TRECHO EXIBIDO>
***

Cientista político e professor da FGV-EAESP

Jair Bolsonaro está diante do maior desafio de política externa em seus quase 30 meses de mandato. A Cúpula do Clima, que reunirá 40 líderes mundiais sob os auspícios do novo presidente americano, Joe Biden, será um teste de fogo à capacidade do governo brasileiro em assumir compromissos internacionais e demonstrar confiança e planejamento de longo prazo.

A administração Biden vem tratando as mudanças climáticas como prioridade absoluta. Não há nada mais forte na retórica americana que enquadrar um tema como questão de segurança nacional. Desde a campanha presidencial, o democrata deu mostras de que, nesse campo, percebe a política ambiental brasileira como ameaça real ao bem-estar de seus cidadãos.

O presidente Jair Bolsonaro, à dir., ao lado do ex-presidente Fernando Collor durante evento no Palácio do Planalto
O presidente Jair Bolsonaro, à dir., ao lado do ex-presidente Fernando Collor durante evento no Palácio do Planalto - Pedro Ladeira - 8.fev.21/Folhapress

Agora, Bolsonaro não poderá piscar. Seu governo passou dois anos brincando de política externa, inventando conceitos fantasmagóricos e disseminando teorias da conspiração em redes sociais, inclusive como forma de se eximir da responsabilidade sobre a devastação da Amazônia. Mas na mesa dos adultos, compartilhada por Xi Jinping, Angela Merkel e Emmanuel Macron, o presidente brasileiro —que já os hostilizou— será forçado a segurar as bravatas e negociar.

***

LINHAS DE DADOS>
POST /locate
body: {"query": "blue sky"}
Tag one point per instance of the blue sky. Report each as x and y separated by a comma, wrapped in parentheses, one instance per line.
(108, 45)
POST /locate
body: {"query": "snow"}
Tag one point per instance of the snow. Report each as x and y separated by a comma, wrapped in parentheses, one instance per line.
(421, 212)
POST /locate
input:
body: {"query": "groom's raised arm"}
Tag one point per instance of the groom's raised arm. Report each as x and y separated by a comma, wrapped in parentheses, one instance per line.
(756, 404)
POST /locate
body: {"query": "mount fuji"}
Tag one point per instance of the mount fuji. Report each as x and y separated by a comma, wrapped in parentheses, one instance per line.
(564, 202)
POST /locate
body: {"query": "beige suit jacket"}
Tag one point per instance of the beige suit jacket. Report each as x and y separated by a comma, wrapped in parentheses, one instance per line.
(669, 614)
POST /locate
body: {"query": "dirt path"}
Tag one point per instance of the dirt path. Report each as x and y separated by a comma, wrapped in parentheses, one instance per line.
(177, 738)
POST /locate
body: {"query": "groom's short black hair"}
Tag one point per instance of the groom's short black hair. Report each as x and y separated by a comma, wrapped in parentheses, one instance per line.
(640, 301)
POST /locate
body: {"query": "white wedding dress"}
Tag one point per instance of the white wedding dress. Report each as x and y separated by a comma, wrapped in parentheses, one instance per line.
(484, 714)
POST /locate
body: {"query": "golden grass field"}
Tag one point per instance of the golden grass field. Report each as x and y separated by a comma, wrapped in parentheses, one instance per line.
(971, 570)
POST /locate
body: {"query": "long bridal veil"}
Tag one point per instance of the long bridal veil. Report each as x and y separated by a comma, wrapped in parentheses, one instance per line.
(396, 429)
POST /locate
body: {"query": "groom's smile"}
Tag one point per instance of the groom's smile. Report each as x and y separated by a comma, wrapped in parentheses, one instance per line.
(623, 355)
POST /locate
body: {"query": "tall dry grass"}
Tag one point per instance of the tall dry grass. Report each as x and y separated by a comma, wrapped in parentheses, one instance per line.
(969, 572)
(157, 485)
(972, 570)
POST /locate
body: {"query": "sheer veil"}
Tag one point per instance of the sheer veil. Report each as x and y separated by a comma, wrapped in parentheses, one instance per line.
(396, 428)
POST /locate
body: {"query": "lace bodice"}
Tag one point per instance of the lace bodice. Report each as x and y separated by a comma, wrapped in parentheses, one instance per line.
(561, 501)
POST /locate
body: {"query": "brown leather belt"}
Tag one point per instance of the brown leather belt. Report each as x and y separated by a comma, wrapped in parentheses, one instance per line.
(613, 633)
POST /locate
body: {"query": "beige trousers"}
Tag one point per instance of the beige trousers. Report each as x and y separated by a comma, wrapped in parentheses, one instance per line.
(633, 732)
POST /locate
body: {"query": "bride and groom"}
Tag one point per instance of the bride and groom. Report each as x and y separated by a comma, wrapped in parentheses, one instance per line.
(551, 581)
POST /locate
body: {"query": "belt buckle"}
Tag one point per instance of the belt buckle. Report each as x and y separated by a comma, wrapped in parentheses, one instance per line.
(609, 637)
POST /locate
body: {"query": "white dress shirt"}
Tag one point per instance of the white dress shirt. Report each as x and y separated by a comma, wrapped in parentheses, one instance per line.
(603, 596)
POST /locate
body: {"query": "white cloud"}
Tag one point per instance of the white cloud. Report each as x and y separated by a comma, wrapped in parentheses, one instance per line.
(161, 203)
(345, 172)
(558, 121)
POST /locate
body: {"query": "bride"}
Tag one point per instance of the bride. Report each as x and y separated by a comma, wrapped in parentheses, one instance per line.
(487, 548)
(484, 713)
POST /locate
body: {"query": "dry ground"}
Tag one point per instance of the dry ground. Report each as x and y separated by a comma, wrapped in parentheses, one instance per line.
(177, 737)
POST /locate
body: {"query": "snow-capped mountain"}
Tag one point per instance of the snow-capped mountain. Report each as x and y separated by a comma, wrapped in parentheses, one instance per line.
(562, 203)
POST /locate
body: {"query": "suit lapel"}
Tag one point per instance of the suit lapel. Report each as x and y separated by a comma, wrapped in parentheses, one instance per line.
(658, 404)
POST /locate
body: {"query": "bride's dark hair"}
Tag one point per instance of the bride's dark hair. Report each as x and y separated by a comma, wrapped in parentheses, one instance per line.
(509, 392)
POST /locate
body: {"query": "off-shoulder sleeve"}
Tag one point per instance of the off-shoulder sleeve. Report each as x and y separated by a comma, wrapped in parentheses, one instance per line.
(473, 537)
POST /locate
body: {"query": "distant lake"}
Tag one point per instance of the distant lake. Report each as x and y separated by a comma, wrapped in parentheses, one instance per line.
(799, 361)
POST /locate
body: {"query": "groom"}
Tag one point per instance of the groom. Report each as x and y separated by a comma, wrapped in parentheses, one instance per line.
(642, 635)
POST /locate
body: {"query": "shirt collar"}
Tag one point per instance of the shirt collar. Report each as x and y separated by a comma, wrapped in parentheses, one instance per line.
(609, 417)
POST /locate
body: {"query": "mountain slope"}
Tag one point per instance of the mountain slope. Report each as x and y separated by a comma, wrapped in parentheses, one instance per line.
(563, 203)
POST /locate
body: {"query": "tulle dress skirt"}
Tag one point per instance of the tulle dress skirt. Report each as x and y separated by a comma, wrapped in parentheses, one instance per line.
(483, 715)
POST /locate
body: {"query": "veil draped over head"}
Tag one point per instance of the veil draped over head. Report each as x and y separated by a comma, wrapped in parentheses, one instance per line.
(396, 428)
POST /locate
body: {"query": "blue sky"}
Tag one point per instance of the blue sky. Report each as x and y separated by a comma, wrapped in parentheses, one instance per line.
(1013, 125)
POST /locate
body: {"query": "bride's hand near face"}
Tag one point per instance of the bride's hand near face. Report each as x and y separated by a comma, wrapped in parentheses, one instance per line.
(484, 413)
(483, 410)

***

EXERCÍCIO CURTO A> Filtre a listagem e copie todas as linhas que contêm a palavra "wedding".
EXERCÍCIO CURTO B> Prossiga com o texto sobre o desafio de Bolsonaro na Cúpula do Clima, começando logo após a última frase apresentada.

RESULTADO FINAL A>
body: {"query": "white wedding dress"}
Tag one point per instance of the white wedding dress. Report each as x and y separated by a comma, wrapped in parentheses, one instance per line.

RESULTADO FINAL B>
Limpar a péssima imagem internacional do Brasil será difícil, mas não impossível. Temos um precedente interessante e que, curiosamente, ocorreu sob o único presidente vivo que Bolsonaro parece respeitar: Fernando Collor de Mello. Quando assumiu o governo, em março de 1990, o então novo presidente tinha diante de si dois desafios. A hiperinflação, cuja bala de prata —o confisco das poupanças— saiu pela culatra, traumatizando gerações de brasileiros, e a recuperação da credibilidade do país. Nesse quesito, o desempenho de Collor foi surpreendentemente positivo, mas exigiu dele boa dose de criatividade.

Ao fim da "década perdida", justo quando ocorreram as primeiras eleições pós-ditadura, o Brasil estava muito próximo de ser considerado pária internacional. Éramos vistos como delinquentes econômicos, graças ao calote da dívida externa e a quase uma década de reserva de mercado na área de informática.

Para piorar, recebemos a pecha de vândalos humanitários, com um governo frequentemente acusado de fazer vistas grossas a violações dos direitos dos povos indígenas e à violência contra ambientalistas.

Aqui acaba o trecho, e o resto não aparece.